**YOUR OBJECTIVE:** Find the line with "# For every instance of the distant" in the listing below. Write it out exactly, along with every later line up to the final one.

**GIVEN DATA:**
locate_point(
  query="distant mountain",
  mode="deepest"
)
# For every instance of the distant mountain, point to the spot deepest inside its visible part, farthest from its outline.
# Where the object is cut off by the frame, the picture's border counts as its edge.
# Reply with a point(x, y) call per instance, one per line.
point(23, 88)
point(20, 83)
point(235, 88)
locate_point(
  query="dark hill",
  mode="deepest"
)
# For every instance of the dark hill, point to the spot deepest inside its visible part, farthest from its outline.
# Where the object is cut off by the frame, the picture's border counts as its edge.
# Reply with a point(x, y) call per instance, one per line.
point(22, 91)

**EXERCISE OUTPUT:**
# For every instance of the distant mountain, point to the spot deepest inside its visible part, farthest from its outline.
# Where the object is cut off by the frame, the picture's border counts as its edge.
# Reply with a point(x, y) call per instance, one per line.
point(23, 88)
point(20, 83)
point(235, 88)
locate_point(
  query="dark hill",
  mode="deepest"
)
# For every instance of the dark hill, point to the spot deepest inside its visible part, farthest from its outline.
# Where the object is cut off by the frame, the picture's border counts as its edge.
# Reply with a point(x, y) call per instance, one per line.
point(22, 91)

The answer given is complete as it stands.